BEGIN Supplied information

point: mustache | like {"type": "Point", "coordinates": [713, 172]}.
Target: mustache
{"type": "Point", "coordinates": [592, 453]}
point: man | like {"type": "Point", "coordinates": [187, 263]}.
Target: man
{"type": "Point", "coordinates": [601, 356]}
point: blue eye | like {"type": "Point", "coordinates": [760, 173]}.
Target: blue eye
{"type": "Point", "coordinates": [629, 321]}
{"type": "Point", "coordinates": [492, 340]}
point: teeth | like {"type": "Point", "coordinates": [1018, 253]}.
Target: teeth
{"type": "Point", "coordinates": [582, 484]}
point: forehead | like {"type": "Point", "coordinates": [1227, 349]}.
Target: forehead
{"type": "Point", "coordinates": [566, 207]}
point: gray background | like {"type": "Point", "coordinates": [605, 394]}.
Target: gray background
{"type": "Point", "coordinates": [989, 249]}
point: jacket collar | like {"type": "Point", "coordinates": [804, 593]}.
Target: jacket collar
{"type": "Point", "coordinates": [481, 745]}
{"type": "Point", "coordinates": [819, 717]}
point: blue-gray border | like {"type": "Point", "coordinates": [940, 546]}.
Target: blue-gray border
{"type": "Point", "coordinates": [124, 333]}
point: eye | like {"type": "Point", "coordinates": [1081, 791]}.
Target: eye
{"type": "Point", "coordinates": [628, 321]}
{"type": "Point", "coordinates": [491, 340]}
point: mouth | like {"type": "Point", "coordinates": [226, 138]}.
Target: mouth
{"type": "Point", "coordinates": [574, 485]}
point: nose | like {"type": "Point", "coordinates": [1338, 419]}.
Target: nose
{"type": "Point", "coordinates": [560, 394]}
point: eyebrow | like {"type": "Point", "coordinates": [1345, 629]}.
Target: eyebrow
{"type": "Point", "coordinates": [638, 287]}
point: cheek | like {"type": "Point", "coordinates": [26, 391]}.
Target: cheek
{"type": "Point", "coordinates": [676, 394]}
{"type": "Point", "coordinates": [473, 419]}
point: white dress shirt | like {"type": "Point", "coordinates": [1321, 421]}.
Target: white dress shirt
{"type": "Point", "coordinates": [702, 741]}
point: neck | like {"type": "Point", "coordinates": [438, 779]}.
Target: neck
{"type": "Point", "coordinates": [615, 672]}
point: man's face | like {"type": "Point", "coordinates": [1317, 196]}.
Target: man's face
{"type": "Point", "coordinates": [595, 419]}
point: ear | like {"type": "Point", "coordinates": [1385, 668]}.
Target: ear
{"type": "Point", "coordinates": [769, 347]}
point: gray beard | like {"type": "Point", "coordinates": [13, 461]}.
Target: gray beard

END Supplied information

Output the line holding "point: gray background", then every later line through the end of the records above, exactly as given and nothing else.

▸ **Response**
point: gray background | like {"type": "Point", "coordinates": [605, 394]}.
Target: gray background
{"type": "Point", "coordinates": [989, 249]}
point: jacket collar | like {"type": "Point", "coordinates": [804, 593]}.
Target: jacket collar
{"type": "Point", "coordinates": [481, 745]}
{"type": "Point", "coordinates": [819, 717]}
point: blue-gray border | like {"type": "Point", "coordinates": [940, 546]}.
Target: blue-gray border
{"type": "Point", "coordinates": [124, 333]}
point: eye | like {"type": "Point", "coordinates": [1081, 791]}.
Target: eye
{"type": "Point", "coordinates": [628, 321]}
{"type": "Point", "coordinates": [491, 340]}
point: mouth | like {"type": "Point", "coordinates": [226, 138]}.
Target: mouth
{"type": "Point", "coordinates": [574, 485]}
point: nose | like {"type": "Point", "coordinates": [1338, 419]}.
Target: nose
{"type": "Point", "coordinates": [560, 394]}
point: eyebrow | like {"type": "Point", "coordinates": [1345, 629]}.
Target: eyebrow
{"type": "Point", "coordinates": [638, 287]}
point: cheek | like {"type": "Point", "coordinates": [26, 391]}.
Target: cheek
{"type": "Point", "coordinates": [676, 394]}
{"type": "Point", "coordinates": [473, 419]}
point: white dress shirt | like {"type": "Point", "coordinates": [1321, 421]}.
Target: white dress shirt
{"type": "Point", "coordinates": [702, 741]}
point: neck | like {"type": "Point", "coordinates": [438, 779]}.
Target: neck
{"type": "Point", "coordinates": [615, 672]}
point: man's face | like {"type": "Point", "coordinates": [1317, 196]}.
Target: man's face
{"type": "Point", "coordinates": [595, 419]}
point: ear | like {"type": "Point", "coordinates": [1385, 668]}.
Target: ear
{"type": "Point", "coordinates": [769, 347]}
point: gray beard | like {"type": "Point", "coordinates": [13, 461]}.
Target: gray beard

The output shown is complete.